> _Task to complete_
From the line that holds "Place one keypoint on each instance of the wooden board" to the last line of the data, copy everything exactly; leave out all the rest.

*** Records for processing ***

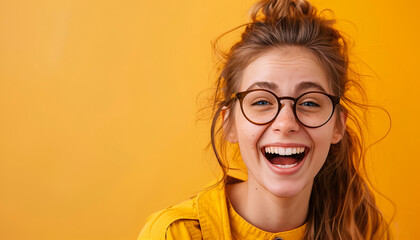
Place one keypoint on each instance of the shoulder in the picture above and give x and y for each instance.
(177, 221)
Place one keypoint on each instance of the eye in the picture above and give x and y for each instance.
(310, 104)
(261, 102)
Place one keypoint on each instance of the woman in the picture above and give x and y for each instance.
(282, 98)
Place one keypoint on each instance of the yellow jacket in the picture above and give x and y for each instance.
(206, 216)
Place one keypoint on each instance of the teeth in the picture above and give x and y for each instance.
(285, 166)
(284, 151)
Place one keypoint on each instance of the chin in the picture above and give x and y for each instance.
(288, 189)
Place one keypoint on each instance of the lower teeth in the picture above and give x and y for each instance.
(286, 165)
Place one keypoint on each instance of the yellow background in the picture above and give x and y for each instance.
(98, 103)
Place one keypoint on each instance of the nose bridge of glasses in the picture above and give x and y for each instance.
(279, 99)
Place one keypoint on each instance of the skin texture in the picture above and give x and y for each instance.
(274, 200)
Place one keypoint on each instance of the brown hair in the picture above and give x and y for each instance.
(342, 206)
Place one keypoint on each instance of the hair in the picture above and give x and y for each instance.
(342, 205)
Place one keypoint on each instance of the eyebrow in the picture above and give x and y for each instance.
(307, 85)
(300, 87)
(267, 85)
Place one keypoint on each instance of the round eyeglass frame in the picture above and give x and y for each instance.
(241, 95)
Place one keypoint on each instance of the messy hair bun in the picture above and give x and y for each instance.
(268, 10)
(342, 206)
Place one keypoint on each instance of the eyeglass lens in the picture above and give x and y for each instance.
(312, 109)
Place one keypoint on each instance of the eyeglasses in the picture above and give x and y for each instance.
(312, 109)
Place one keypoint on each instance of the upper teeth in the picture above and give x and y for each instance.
(284, 151)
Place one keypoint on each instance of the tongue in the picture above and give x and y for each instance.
(283, 160)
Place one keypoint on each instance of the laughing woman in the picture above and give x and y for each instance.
(282, 98)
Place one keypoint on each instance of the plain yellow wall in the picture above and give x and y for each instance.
(98, 103)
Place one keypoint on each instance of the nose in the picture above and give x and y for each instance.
(286, 121)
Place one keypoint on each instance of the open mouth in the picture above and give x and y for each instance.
(284, 157)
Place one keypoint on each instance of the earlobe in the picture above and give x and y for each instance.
(339, 129)
(229, 131)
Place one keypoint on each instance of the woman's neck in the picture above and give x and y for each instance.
(266, 211)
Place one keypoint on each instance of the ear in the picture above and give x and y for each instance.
(230, 131)
(339, 128)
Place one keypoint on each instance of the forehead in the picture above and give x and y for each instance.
(285, 70)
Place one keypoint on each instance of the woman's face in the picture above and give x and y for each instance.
(289, 71)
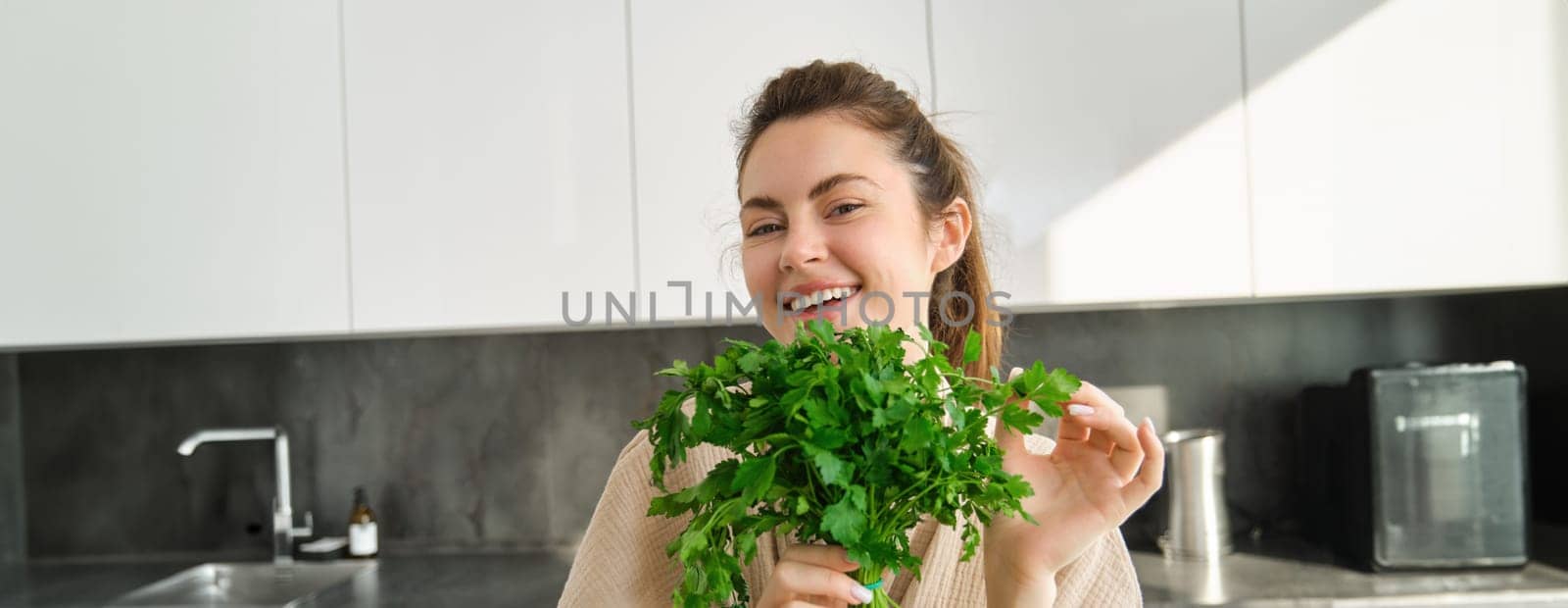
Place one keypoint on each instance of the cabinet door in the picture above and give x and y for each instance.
(695, 65)
(1407, 144)
(170, 171)
(488, 160)
(1109, 144)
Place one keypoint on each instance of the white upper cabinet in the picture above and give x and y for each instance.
(488, 160)
(1109, 144)
(1408, 144)
(695, 65)
(170, 171)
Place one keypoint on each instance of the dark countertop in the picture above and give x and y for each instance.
(1278, 577)
(400, 581)
(1291, 573)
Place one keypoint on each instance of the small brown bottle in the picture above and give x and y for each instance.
(363, 539)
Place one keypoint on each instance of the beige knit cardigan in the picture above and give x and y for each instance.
(621, 560)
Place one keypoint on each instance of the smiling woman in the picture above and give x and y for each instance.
(855, 209)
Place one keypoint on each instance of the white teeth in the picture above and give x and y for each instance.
(820, 296)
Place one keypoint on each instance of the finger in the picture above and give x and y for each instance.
(830, 557)
(1150, 479)
(1112, 430)
(802, 579)
(1007, 439)
(1094, 397)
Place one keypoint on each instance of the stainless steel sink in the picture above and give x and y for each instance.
(245, 584)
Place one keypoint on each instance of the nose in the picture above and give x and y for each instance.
(804, 243)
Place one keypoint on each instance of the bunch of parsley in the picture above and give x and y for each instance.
(836, 439)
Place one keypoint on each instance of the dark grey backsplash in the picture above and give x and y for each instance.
(504, 442)
(13, 518)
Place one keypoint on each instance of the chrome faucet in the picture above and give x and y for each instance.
(284, 530)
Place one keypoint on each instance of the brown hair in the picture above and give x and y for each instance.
(938, 168)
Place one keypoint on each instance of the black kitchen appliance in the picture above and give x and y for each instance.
(1418, 466)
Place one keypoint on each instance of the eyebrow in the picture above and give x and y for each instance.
(815, 191)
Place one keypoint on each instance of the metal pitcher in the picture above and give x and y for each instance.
(1200, 527)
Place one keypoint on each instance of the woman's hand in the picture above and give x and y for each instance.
(812, 576)
(1102, 471)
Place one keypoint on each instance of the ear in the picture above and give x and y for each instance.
(951, 233)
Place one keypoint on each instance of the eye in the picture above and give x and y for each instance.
(849, 206)
(762, 229)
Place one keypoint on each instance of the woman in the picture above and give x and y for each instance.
(846, 186)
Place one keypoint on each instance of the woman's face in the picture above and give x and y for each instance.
(827, 209)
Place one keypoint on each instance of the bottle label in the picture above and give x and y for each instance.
(363, 537)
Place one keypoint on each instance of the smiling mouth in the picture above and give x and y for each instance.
(822, 300)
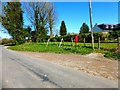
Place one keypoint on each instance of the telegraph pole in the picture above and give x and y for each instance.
(90, 12)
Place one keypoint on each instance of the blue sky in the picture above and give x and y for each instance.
(75, 13)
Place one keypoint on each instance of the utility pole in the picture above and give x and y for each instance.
(90, 12)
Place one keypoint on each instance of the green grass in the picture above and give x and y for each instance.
(41, 47)
(106, 48)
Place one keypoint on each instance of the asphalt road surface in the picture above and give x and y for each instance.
(19, 71)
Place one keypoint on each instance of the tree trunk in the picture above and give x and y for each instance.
(99, 43)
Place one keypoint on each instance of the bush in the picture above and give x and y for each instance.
(112, 55)
(6, 41)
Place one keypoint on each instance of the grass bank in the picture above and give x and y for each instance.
(67, 47)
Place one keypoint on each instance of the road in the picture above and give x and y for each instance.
(19, 71)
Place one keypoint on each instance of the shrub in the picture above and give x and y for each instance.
(6, 41)
(112, 55)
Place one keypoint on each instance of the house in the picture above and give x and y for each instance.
(105, 28)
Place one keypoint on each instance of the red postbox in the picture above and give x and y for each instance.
(76, 39)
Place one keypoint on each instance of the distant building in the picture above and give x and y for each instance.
(105, 28)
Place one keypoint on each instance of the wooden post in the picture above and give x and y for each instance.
(48, 42)
(84, 42)
(90, 12)
(99, 42)
(61, 42)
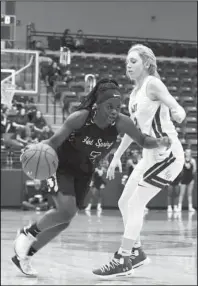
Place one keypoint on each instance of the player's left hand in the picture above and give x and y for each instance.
(165, 142)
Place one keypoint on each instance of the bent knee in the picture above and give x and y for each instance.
(67, 209)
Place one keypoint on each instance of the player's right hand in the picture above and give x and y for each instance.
(111, 170)
(24, 149)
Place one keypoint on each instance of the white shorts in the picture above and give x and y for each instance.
(159, 171)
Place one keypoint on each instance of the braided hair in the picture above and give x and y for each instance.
(101, 86)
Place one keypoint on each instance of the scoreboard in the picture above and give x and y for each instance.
(8, 27)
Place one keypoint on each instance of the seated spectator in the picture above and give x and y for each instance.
(22, 117)
(46, 133)
(39, 47)
(24, 135)
(67, 40)
(38, 120)
(80, 41)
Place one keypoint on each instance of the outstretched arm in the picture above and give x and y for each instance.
(156, 90)
(126, 125)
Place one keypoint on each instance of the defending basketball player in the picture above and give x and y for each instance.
(85, 138)
(150, 106)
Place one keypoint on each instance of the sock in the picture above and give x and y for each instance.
(137, 243)
(33, 230)
(31, 251)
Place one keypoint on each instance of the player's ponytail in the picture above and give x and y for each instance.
(101, 86)
(148, 57)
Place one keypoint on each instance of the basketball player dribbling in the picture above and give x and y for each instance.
(150, 106)
(85, 138)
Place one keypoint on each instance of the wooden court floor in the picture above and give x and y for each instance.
(90, 241)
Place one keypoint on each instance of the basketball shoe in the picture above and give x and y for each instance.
(138, 257)
(21, 247)
(119, 266)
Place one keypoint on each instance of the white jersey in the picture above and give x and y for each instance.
(151, 117)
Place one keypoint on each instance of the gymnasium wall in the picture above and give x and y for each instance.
(174, 20)
(12, 191)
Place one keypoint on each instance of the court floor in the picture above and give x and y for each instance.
(90, 241)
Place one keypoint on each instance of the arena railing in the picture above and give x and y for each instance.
(189, 47)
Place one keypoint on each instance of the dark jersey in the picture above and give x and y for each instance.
(86, 146)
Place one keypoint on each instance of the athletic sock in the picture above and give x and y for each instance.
(31, 251)
(33, 230)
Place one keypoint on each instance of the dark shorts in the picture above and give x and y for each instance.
(72, 185)
(187, 181)
(98, 183)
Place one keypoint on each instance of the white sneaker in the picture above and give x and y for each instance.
(169, 209)
(88, 208)
(99, 208)
(179, 208)
(175, 209)
(22, 244)
(191, 209)
(24, 265)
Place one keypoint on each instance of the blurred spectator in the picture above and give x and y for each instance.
(23, 135)
(80, 41)
(38, 46)
(67, 40)
(67, 77)
(45, 133)
(39, 120)
(22, 117)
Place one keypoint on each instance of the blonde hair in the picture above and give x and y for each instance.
(148, 57)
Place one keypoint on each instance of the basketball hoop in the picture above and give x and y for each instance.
(7, 93)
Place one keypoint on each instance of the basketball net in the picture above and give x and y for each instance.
(7, 93)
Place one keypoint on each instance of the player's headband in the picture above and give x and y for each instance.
(105, 95)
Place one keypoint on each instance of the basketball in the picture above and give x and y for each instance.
(39, 161)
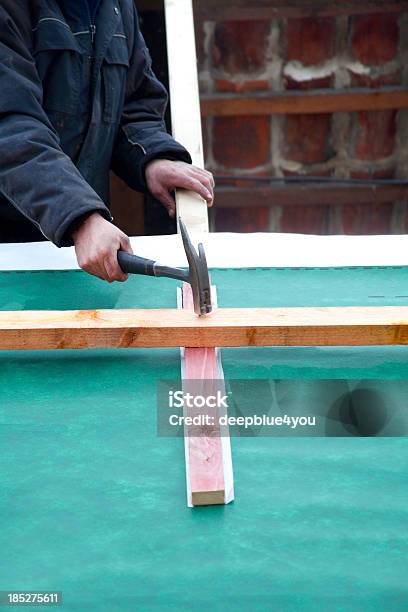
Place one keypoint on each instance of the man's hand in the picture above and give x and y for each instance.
(97, 243)
(164, 176)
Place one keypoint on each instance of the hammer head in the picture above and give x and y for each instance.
(198, 271)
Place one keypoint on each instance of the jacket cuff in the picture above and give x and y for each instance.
(63, 235)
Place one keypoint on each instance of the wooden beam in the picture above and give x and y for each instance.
(269, 9)
(220, 10)
(208, 450)
(304, 102)
(185, 103)
(308, 194)
(353, 326)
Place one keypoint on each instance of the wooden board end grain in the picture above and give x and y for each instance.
(207, 450)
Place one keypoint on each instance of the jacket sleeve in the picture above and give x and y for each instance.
(143, 135)
(35, 175)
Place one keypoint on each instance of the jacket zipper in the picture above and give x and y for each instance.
(93, 32)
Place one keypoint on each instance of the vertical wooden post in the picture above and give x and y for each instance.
(185, 103)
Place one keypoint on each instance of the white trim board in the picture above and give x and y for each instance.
(225, 250)
(185, 103)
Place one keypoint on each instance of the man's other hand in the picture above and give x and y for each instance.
(97, 243)
(164, 176)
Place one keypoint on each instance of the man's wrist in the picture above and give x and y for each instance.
(78, 223)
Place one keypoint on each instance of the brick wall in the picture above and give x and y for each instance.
(302, 54)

***

> _Exercise solution_
Place one keypoint on each instance of the wooden board end grain in the picture above and give x and y for each instance.
(207, 450)
Place one keypoint on each instance of the jacket sleeve in the picture above and give x and y for each instance.
(143, 135)
(35, 175)
Place one keypoint on each instance of the jacket zipper in the picture above and give x and y for each instance.
(93, 32)
Place one keypoint on each instance of the vertical wooden post in the picture above and give x and y for each instance.
(185, 103)
Place one keypoint on each instance of the white trim board in the picture above and give x and y for each instance.
(225, 250)
(185, 103)
Place one keypoint on each instance of the man's other hand in the picture above and give x and y for each instance.
(97, 243)
(164, 176)
Place one keypoint on each instance of the man's wrist in the picture above and give x and y for each instance.
(78, 223)
Place one keypoint on each instance of the brick wall in the picture above and give x and y for each instance.
(302, 54)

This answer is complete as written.